→ **DIRECTIONS FOR THIS TASK**
If any record holds an image, omit the image and print the rest exactly.
== EXTRACTED DATA
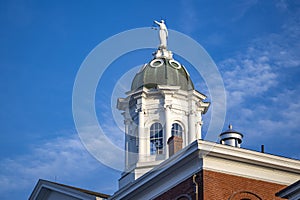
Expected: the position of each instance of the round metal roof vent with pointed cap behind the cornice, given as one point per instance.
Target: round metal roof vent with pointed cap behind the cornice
(231, 137)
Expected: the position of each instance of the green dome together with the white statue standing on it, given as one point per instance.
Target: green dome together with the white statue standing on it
(162, 69)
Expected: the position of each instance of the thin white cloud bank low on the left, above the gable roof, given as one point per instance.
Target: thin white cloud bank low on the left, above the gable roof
(64, 159)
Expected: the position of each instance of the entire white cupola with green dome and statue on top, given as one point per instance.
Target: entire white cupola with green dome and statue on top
(162, 112)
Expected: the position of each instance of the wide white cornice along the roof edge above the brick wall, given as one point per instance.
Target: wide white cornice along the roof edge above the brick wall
(205, 155)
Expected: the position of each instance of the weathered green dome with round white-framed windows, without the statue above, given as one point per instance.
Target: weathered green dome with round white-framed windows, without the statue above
(162, 71)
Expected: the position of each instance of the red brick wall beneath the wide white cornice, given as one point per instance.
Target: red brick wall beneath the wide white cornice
(220, 186)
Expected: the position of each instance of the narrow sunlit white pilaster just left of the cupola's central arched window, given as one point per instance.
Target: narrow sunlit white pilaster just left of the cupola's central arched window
(142, 136)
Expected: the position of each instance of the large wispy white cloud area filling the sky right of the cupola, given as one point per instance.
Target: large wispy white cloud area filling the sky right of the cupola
(262, 91)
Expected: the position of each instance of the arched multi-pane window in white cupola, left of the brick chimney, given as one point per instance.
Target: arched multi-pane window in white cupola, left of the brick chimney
(156, 139)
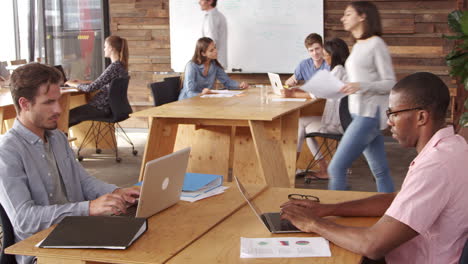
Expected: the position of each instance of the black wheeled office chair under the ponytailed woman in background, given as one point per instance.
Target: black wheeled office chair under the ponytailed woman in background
(100, 127)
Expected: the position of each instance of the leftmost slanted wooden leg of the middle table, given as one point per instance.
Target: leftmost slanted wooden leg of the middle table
(161, 140)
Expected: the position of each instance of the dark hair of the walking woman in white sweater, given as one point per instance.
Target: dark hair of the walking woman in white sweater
(372, 23)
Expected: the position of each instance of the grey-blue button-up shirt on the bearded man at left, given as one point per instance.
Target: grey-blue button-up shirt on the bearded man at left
(25, 184)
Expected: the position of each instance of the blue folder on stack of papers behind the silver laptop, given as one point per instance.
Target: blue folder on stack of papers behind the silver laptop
(199, 186)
====
→ **ANSWER AREA**
Expected: the position of each instance of the round metal roof vent with pointed cap behind the cornice, given as one point per instance.
Target: round metal roof vent with pointed cap behind the cornice
(231, 137)
Expected: the position of each instance of the green dome together with the white statue standing on it, given as one point per instance.
Target: green dome together with the white statue standing on it
(162, 69)
Expected: the position of each instance of the thin white cloud bank low on the left, above the gable roof, given as one point per instance.
Target: thin white cloud bank low on the left, above the gable roof
(64, 159)
Expected: the position of each instance of the entire white cupola with green dome and statue on top, given as one point per instance.
Target: entire white cupola with green dome and statue on top
(162, 112)
Expected: the position of each instance of the wide white cornice along the roof edge above the brick wall, given as one point per instance.
Target: wide white cornice along the roof edge above the brick wall
(205, 155)
Expected: the position of each instance of the weathered green dome with round white-framed windows, without the statue above, given as one point per instance.
Target: weathered green dome with round white-framed windows, without the statue above
(162, 71)
Expected: the position of each instance of the red brick wall beneath the wide white cornice, given as one point per instance.
Target: red brick wall beneath the wide white cornice
(220, 186)
Expected: the position of each instance of the narrow sunlit white pilaster just left of the cupola's central arched window, given as one point per instance.
Target: narrow sunlit white pilaster just left of the cupola's central arched window
(142, 136)
Expected: the position of each instance of the large wispy white cloud area filling the sky right of the cupola, given as one point per instance.
Target: large wispy white cloud area filling the sky right of the cupola
(262, 91)
Expected: the position of each instance of the arched multi-pane window in white cupola, left of the brick chimney, given as one point per instance.
Target: arched multi-pane window in white cupola, left of the brick chimney
(156, 139)
Expected: the position of each instance of the black wheeled office chair under the ponytailed woman in background, given as one point per instance.
Target: black wheeled office chair under the ponytailed woman in background
(100, 127)
Expected: the position of each instance of the leftmost slanted wooden leg of the middle table, given as one point per instance.
Target: leftmost slanted wooden leg of the middle table
(161, 140)
Expected: the position of each instance of the dark hair of the walking woman in white sweater, given as one point per instance.
Target: dark hair of the walking woman in white sweater
(372, 23)
Expected: the position of each instance of the grey-blue button-up shirt on the bearded man at left, given as one point per instance.
Target: grey-blue button-up shirt on the bearded man at left
(25, 184)
Expected: the position of each instance of the blue folder on stack of papers behind the silver laptop, given as one point per instance.
Target: blue folder on stack of papers behind the silver laptop
(199, 186)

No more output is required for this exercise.